Directive 1:
From the records that follow the text below, pull out every line containing the string "panel", and treat uppercase and lowercase as different.

--- Start Source excerpt ---

Viceroy Brickell: the 7% leaseback and the math it actually delivers
A guaranteed-rental program backed by the tower operator, with predictable returns for two years. What this structure answers, and what it does not.
By Fernanda Zomignani

In May 2025, the Viceroy Brickell published to the broker channel a leaseback program at 7% annually on the purchase price, with quarterly payments and a fixed twenty-four-month term. The structure is simple and, within the pre-construction segment in Brickell, is one of the few that delivers contractual income from day zero.
The program attracted significant attention from international buyers. Z Group received more than fifty inquiries about the Viceroy in the first six weeks after the announcement. This essay covers the structure, the underlying math, and the elements the contract resolves versus what remains open.
What the program does
Mechanically, the program operates as follows. The buyer acquires a unit in the Viceroy Brickell at the agreed price. After closing, the building operator (the Viceroy brand, operated under license by the local developer) enters into a direct lease agreement with the owner, for a twenty-four-month term. The monthly rent is fixed at a level that totals 7% of the purchase price over the year, paid in quarterly installments.

--- End Source excerpt ---
--- Start Data for the task ---

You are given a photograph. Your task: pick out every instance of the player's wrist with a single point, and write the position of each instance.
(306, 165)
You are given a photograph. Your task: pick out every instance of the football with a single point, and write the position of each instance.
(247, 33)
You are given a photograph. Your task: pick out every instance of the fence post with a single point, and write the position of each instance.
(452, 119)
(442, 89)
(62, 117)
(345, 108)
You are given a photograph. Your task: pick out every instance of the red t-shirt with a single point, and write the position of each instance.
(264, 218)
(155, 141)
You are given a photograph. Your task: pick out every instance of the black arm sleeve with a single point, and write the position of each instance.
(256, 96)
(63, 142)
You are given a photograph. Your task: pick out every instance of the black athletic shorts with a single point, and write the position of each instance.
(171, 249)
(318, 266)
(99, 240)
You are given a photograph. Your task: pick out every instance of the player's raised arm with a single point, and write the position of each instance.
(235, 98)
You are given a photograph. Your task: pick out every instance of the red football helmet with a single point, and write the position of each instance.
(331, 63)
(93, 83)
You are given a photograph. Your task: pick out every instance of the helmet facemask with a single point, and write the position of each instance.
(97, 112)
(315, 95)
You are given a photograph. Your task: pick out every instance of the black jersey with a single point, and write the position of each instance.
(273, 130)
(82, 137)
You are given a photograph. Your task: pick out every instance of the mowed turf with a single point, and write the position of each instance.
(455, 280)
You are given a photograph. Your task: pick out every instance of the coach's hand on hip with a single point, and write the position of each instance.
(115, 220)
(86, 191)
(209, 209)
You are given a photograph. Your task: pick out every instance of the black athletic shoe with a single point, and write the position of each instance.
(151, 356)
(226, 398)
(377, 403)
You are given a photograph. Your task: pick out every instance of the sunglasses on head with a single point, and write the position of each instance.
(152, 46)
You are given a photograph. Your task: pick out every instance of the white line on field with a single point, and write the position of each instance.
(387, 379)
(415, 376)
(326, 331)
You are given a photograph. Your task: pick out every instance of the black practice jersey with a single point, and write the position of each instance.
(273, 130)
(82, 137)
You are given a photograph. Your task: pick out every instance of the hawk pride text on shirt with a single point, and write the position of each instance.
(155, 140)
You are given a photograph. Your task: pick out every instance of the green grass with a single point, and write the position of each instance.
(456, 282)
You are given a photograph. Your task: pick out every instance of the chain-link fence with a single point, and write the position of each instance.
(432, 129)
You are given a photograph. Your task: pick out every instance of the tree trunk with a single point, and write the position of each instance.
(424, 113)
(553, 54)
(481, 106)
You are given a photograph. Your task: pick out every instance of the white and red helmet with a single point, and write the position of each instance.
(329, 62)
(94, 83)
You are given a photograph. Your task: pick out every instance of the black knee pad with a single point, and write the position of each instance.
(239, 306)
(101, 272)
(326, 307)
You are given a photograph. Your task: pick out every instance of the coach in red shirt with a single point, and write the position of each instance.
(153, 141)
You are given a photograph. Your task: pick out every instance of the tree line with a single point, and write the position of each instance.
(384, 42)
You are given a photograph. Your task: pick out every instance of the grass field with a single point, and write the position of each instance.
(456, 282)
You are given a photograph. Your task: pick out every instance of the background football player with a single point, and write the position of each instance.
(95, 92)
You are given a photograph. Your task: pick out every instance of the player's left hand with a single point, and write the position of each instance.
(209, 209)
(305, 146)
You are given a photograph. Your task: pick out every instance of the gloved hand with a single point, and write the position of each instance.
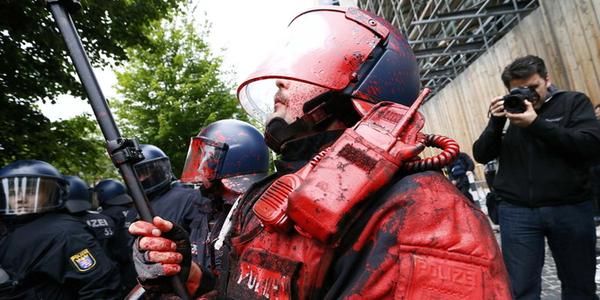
(161, 250)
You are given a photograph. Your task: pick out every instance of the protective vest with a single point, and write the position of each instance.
(286, 251)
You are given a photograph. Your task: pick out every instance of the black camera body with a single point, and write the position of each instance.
(514, 102)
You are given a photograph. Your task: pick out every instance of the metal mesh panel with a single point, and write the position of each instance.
(448, 35)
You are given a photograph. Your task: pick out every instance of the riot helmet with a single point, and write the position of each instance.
(111, 192)
(230, 151)
(80, 197)
(154, 172)
(30, 187)
(348, 51)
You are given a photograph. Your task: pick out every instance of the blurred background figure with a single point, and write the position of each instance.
(116, 203)
(47, 253)
(79, 204)
(224, 160)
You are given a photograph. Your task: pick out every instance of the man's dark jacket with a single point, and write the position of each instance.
(548, 162)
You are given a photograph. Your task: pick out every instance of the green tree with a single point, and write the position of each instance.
(80, 150)
(34, 64)
(172, 89)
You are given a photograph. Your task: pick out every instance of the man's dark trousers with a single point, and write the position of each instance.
(571, 237)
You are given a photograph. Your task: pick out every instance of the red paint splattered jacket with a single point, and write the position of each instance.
(418, 238)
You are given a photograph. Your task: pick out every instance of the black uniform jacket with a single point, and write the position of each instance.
(54, 256)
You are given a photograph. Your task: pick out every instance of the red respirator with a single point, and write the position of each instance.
(324, 196)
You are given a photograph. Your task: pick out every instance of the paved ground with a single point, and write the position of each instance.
(550, 282)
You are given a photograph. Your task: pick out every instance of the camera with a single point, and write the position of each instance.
(514, 102)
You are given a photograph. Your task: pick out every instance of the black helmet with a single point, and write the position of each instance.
(80, 198)
(154, 171)
(111, 192)
(228, 150)
(31, 186)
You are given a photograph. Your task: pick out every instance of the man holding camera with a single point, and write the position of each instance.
(543, 179)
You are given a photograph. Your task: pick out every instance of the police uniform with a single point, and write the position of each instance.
(54, 256)
(102, 226)
(400, 241)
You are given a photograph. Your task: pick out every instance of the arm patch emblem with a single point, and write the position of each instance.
(83, 261)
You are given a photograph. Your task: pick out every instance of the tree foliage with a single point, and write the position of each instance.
(172, 89)
(34, 64)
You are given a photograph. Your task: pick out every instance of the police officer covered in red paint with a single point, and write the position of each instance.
(349, 212)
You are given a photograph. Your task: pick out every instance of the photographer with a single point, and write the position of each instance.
(543, 179)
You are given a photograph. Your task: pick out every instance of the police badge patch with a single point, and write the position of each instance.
(83, 261)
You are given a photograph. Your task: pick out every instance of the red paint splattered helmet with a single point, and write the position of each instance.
(341, 49)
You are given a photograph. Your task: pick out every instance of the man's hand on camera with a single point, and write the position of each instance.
(497, 107)
(156, 257)
(525, 118)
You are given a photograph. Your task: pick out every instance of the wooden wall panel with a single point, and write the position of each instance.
(566, 34)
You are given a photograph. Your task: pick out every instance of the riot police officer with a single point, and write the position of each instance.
(47, 253)
(225, 159)
(174, 203)
(341, 218)
(116, 203)
(79, 204)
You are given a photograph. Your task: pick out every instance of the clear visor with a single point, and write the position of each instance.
(29, 195)
(321, 47)
(154, 173)
(204, 160)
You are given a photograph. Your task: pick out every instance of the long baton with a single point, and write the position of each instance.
(123, 152)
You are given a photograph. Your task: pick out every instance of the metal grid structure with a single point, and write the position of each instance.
(448, 35)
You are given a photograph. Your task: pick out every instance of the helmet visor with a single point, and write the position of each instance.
(322, 47)
(204, 160)
(154, 173)
(28, 195)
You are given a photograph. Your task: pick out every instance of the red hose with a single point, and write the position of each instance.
(449, 148)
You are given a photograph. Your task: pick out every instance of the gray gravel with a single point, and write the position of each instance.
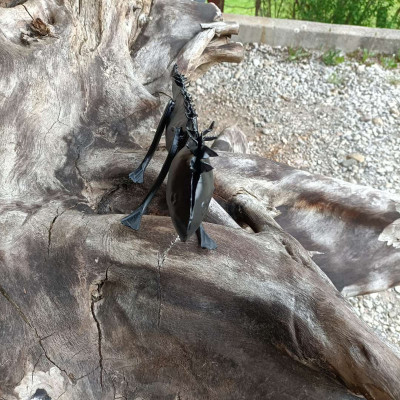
(341, 121)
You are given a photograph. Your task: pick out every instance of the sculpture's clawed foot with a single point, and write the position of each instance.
(137, 175)
(133, 220)
(205, 241)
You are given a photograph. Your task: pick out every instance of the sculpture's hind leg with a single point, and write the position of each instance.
(133, 220)
(204, 240)
(137, 175)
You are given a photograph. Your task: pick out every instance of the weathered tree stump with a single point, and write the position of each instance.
(93, 310)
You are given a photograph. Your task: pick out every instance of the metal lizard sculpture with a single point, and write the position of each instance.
(190, 183)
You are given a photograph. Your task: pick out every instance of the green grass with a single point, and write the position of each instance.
(332, 57)
(388, 62)
(243, 7)
(284, 9)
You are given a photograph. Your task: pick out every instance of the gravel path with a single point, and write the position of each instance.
(341, 121)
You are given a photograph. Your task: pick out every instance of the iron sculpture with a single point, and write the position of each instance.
(190, 183)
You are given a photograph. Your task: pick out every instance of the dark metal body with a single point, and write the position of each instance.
(190, 183)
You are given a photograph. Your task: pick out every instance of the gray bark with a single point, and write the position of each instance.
(93, 310)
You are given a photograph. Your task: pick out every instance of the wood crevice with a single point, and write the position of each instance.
(96, 296)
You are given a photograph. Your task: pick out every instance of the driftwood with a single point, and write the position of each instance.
(93, 310)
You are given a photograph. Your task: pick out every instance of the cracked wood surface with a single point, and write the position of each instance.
(92, 310)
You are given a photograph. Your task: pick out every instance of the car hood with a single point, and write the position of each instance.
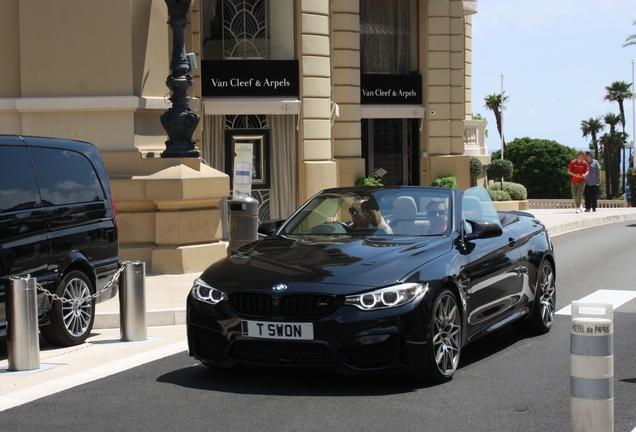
(302, 262)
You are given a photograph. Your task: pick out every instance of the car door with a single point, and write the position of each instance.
(23, 245)
(493, 279)
(75, 207)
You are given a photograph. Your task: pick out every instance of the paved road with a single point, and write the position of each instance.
(505, 382)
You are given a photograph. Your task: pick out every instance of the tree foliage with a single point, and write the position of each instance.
(495, 103)
(500, 169)
(476, 168)
(631, 39)
(541, 166)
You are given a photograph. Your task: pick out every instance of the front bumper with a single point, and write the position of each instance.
(348, 339)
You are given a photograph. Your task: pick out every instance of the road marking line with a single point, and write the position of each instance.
(615, 297)
(29, 394)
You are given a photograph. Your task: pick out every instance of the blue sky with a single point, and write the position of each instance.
(557, 56)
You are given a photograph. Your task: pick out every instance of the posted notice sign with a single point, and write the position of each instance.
(242, 170)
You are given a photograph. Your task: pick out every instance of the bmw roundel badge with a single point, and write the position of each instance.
(279, 287)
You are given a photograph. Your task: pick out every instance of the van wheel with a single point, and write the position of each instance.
(71, 323)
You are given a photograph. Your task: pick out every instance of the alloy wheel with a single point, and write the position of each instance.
(547, 291)
(78, 314)
(447, 335)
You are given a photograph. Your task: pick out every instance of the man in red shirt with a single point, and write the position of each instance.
(578, 170)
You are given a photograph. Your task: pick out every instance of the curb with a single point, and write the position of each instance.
(587, 223)
(154, 318)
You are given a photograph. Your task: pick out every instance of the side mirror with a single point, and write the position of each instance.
(269, 228)
(483, 229)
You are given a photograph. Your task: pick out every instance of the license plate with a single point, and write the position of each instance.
(273, 330)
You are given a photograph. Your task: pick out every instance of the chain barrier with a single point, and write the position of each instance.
(84, 299)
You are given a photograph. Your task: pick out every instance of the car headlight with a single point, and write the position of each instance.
(207, 294)
(387, 297)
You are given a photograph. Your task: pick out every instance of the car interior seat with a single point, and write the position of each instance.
(404, 217)
(471, 208)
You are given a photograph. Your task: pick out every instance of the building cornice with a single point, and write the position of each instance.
(88, 103)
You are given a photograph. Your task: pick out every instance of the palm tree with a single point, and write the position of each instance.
(495, 103)
(618, 92)
(611, 148)
(592, 127)
(631, 40)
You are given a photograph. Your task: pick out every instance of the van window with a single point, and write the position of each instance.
(65, 177)
(18, 188)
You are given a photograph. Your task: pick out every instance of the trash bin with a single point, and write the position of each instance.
(243, 221)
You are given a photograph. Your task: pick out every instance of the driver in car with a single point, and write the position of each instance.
(365, 213)
(437, 215)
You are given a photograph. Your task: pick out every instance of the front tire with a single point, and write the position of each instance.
(444, 343)
(71, 323)
(544, 304)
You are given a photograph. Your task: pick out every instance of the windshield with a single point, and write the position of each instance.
(410, 211)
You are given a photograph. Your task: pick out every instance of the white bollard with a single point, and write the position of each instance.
(132, 302)
(592, 367)
(23, 343)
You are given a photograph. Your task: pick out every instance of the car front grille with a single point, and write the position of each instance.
(282, 353)
(290, 306)
(306, 306)
(252, 304)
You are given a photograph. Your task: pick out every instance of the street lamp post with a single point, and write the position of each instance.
(179, 121)
(501, 115)
(633, 118)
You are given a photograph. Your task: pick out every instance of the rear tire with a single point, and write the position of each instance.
(71, 323)
(544, 304)
(444, 342)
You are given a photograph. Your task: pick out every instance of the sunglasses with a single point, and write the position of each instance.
(437, 212)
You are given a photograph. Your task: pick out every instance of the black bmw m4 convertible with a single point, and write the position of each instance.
(370, 279)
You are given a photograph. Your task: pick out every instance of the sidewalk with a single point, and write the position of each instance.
(166, 294)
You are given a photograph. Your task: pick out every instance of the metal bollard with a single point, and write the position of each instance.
(132, 302)
(23, 343)
(592, 367)
(243, 222)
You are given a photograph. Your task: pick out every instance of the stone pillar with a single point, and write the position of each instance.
(444, 67)
(169, 214)
(318, 170)
(346, 84)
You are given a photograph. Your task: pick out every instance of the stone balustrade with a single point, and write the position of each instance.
(569, 203)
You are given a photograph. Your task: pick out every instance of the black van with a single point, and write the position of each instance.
(58, 224)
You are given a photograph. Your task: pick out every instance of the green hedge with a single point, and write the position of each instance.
(497, 195)
(449, 181)
(516, 191)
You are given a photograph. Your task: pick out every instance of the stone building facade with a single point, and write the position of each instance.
(346, 89)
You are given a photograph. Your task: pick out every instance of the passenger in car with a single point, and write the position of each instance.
(365, 213)
(437, 214)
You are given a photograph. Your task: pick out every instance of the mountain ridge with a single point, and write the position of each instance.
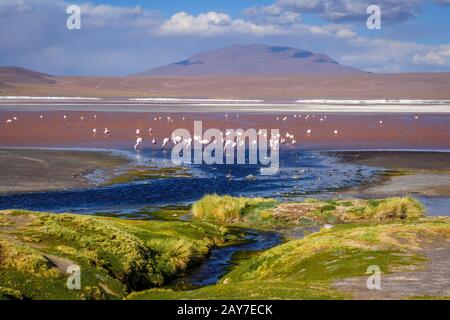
(253, 59)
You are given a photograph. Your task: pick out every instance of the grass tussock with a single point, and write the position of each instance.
(116, 256)
(259, 211)
(228, 209)
(307, 268)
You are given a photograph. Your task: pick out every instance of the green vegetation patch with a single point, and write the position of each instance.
(140, 173)
(311, 212)
(307, 268)
(116, 256)
(228, 209)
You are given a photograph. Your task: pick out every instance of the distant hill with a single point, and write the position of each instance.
(11, 75)
(254, 59)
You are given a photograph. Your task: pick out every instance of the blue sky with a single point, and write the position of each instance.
(124, 37)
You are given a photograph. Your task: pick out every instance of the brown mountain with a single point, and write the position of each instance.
(254, 59)
(13, 75)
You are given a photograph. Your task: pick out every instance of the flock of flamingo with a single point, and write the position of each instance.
(228, 142)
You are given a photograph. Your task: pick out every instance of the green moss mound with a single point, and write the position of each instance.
(115, 256)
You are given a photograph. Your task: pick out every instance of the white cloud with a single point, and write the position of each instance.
(439, 56)
(213, 23)
(393, 11)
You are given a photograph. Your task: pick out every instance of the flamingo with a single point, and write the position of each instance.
(227, 144)
(138, 143)
(165, 141)
(176, 139)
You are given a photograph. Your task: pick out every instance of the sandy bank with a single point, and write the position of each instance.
(25, 170)
(425, 173)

--- End Data for the task ---

Directive 2:
According to the article on the Viceroy Brickell leaseback, how many inquiries about the Viceroy did Z Group receive in the first six weeks after the announcement?

Response 1:
You are given a photograph. Your task: pick out every instance of the metal mesh panel with a single point, and write the position of each instance.
You are given a photograph. Your task: pick out every instance of the wooden wall panel with a single point, and write the position of each instance.

Response 2:
More than fifty.